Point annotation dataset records
---*---

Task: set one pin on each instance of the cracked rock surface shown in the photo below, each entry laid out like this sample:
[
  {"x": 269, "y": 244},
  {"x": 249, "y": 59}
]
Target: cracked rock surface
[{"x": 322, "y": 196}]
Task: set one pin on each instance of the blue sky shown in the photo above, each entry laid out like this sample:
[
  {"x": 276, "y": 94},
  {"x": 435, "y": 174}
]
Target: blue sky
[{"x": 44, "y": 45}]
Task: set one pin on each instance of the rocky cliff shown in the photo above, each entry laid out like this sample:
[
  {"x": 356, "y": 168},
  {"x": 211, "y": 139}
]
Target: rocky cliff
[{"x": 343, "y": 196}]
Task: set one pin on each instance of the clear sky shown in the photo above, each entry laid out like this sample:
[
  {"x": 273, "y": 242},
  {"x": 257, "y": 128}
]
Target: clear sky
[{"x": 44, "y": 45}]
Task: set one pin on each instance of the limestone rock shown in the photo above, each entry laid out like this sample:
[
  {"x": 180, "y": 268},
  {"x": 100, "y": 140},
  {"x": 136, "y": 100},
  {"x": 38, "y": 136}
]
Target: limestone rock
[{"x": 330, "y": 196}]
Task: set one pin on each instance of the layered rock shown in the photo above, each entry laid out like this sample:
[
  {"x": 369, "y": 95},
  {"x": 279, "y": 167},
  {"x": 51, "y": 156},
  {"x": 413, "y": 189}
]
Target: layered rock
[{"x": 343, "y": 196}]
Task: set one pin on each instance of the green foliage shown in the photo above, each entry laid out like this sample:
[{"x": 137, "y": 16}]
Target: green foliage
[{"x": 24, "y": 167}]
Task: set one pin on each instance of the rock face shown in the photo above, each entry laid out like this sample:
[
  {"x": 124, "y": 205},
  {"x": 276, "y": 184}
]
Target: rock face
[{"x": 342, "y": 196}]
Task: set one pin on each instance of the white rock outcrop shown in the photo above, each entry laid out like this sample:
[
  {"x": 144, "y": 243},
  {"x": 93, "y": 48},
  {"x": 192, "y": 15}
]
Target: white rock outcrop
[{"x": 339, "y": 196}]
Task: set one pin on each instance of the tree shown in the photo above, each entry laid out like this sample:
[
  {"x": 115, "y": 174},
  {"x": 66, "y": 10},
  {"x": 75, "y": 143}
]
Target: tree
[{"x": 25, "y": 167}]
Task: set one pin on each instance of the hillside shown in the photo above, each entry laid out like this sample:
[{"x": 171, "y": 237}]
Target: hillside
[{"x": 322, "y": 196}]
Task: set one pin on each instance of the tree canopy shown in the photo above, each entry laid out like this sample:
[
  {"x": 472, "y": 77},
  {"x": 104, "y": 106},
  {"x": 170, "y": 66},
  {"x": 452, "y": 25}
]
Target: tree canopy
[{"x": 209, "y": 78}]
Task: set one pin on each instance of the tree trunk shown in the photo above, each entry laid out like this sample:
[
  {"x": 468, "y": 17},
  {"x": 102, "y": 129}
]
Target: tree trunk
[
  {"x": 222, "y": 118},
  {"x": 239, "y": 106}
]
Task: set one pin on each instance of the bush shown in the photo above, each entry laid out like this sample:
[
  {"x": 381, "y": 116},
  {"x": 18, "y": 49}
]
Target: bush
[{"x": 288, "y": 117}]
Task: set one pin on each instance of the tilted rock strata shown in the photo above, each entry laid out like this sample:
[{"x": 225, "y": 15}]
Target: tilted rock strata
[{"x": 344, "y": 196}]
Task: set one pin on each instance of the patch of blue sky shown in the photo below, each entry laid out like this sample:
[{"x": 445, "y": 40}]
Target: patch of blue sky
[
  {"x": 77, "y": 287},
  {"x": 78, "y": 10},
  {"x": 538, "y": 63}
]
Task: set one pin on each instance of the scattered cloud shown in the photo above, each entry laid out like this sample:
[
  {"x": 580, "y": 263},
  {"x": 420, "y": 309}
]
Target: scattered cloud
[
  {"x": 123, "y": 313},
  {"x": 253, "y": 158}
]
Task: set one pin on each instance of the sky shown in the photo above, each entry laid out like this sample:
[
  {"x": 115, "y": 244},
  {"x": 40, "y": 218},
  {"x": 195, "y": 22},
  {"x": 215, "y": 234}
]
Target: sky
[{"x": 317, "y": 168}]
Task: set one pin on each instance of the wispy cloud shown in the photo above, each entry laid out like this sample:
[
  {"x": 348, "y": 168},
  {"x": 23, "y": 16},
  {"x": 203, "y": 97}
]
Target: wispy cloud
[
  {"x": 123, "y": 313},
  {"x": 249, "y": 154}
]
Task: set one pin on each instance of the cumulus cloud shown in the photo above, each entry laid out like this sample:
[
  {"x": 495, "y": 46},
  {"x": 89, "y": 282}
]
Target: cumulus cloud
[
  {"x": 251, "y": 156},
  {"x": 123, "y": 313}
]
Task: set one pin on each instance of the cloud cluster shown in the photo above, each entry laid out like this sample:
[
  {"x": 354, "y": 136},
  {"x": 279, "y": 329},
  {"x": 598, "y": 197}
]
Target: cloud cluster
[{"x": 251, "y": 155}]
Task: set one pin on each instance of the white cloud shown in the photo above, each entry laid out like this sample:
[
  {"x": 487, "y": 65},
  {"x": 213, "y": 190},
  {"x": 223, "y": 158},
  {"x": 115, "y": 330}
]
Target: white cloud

---*---

• _OBJECTIVE_
Extract the complete listing above, reproducing each line exactly.

• _EXPECTED OUTPUT_
Task: set one pin on each instance of the cracked rock surface shown in the photo below, each entry laid out like this sample:
[
  {"x": 269, "y": 244},
  {"x": 249, "y": 59}
]
Target: cracked rock surface
[{"x": 322, "y": 196}]
Task: set one pin on each instance of the blue sky shown in the photo above, each entry laid out like this sample:
[
  {"x": 276, "y": 94},
  {"x": 435, "y": 174}
]
Target: blue sky
[{"x": 44, "y": 45}]
Task: set one pin on each instance of the rocky cliff shown in the photo above, each entry laid out like this sample:
[
  {"x": 356, "y": 168},
  {"x": 211, "y": 139}
]
Target: rocky cliff
[{"x": 343, "y": 196}]
Task: set one pin on each instance of the clear sky shown in the photo above, each entry laid out like this sample:
[
  {"x": 273, "y": 242},
  {"x": 257, "y": 128}
]
Target: clear sky
[{"x": 44, "y": 45}]
Task: set one pin on each instance of the limestone rock shown in the photo above, each entry laid out like this sample:
[
  {"x": 180, "y": 268},
  {"x": 100, "y": 140},
  {"x": 136, "y": 100},
  {"x": 38, "y": 136}
]
Target: limestone rock
[{"x": 330, "y": 196}]
Task: set one pin on each instance of the layered rock shown in the photo above, each entry laid out like this sample:
[
  {"x": 369, "y": 95},
  {"x": 279, "y": 167},
  {"x": 51, "y": 156},
  {"x": 413, "y": 189}
]
Target: layered rock
[{"x": 343, "y": 196}]
Task: set one pin on each instance of the green foliage shown in the photo above, each entry laid out like this sample:
[{"x": 137, "y": 16}]
Target: green foliage
[{"x": 24, "y": 167}]
Task: set one pin on each instance of the rock face shown in the photo above, each entry laid out like this sample:
[
  {"x": 124, "y": 205},
  {"x": 276, "y": 184}
]
Target: rock face
[{"x": 342, "y": 196}]
Task: set one pin on each instance of the white rock outcrop shown in the photo above, each entry laid out like this sample:
[
  {"x": 144, "y": 243},
  {"x": 93, "y": 48},
  {"x": 192, "y": 15}
]
Target: white rock outcrop
[{"x": 339, "y": 196}]
Task: set one pin on each instance of the tree shown in the photo above, each entry laid out like this sample:
[
  {"x": 115, "y": 174},
  {"x": 66, "y": 10},
  {"x": 75, "y": 143}
]
Target: tree
[{"x": 25, "y": 167}]
Task: set one pin on each instance of the hillside shown in the photo above, each entry laid out like this sample:
[{"x": 171, "y": 237}]
Target: hillside
[{"x": 322, "y": 196}]
Task: set one pin on each instance of the tree canopy shown in the photo above, each entry laid out like this sample:
[
  {"x": 472, "y": 77},
  {"x": 104, "y": 106},
  {"x": 170, "y": 66},
  {"x": 452, "y": 25}
]
Target: tree canopy
[{"x": 209, "y": 78}]
Task: set one pin on each instance of the tree trunk shown in the photo above, each entry laid out like this sample:
[
  {"x": 468, "y": 17},
  {"x": 102, "y": 129}
]
Target: tree trunk
[
  {"x": 222, "y": 118},
  {"x": 239, "y": 106}
]
Task: set one pin on each instance of the bush shown in the photo above, each entry laid out like this sample:
[
  {"x": 381, "y": 116},
  {"x": 18, "y": 49}
]
Target: bush
[{"x": 288, "y": 117}]
Task: set one pin on each instance of the tilted rock strata shown in the photo above, each entry laid out like this sample:
[{"x": 225, "y": 15}]
Target: tilted rock strata
[{"x": 344, "y": 196}]
Task: set one pin on each instance of the patch of blue sky shown in the photo below, each entry laid out like this sample:
[{"x": 445, "y": 40}]
Target: patch of blue sky
[
  {"x": 77, "y": 287},
  {"x": 78, "y": 10},
  {"x": 538, "y": 63}
]
Task: set one pin on each instance of the scattered cloud shown in the photo above, each entry laid out like this sample:
[
  {"x": 580, "y": 263},
  {"x": 420, "y": 309}
]
Target: scattered cloud
[
  {"x": 123, "y": 313},
  {"x": 253, "y": 158}
]
Task: set one pin on each instance of the sky shown in the photo above, each entry laid out like this sample:
[
  {"x": 115, "y": 244},
  {"x": 40, "y": 218},
  {"x": 195, "y": 22},
  {"x": 215, "y": 234}
]
Target: sky
[{"x": 317, "y": 168}]
Task: set one pin on each instance of the wispy cloud shown in the photo above, each entry laid out like this sample:
[
  {"x": 348, "y": 168},
  {"x": 23, "y": 16},
  {"x": 203, "y": 97}
]
Target: wispy cloud
[
  {"x": 123, "y": 313},
  {"x": 249, "y": 154}
]
Task: set one pin on each instance of the cumulus cloud shown in the photo above, each entry laid out like this sample:
[
  {"x": 495, "y": 46},
  {"x": 89, "y": 282}
]
Target: cumulus cloud
[
  {"x": 251, "y": 156},
  {"x": 123, "y": 313}
]
Task: set one pin on each instance of the cloud cluster shown in the photo above, each entry laid out like this sample:
[
  {"x": 354, "y": 136},
  {"x": 279, "y": 329},
  {"x": 598, "y": 197}
]
Target: cloud cluster
[{"x": 251, "y": 155}]
Task: set one pin on each instance of the white cloud shown in the photo above, each entry laid out like this sample:
[
  {"x": 487, "y": 65},
  {"x": 213, "y": 190},
  {"x": 223, "y": 158},
  {"x": 115, "y": 330}
]
Target: white cloud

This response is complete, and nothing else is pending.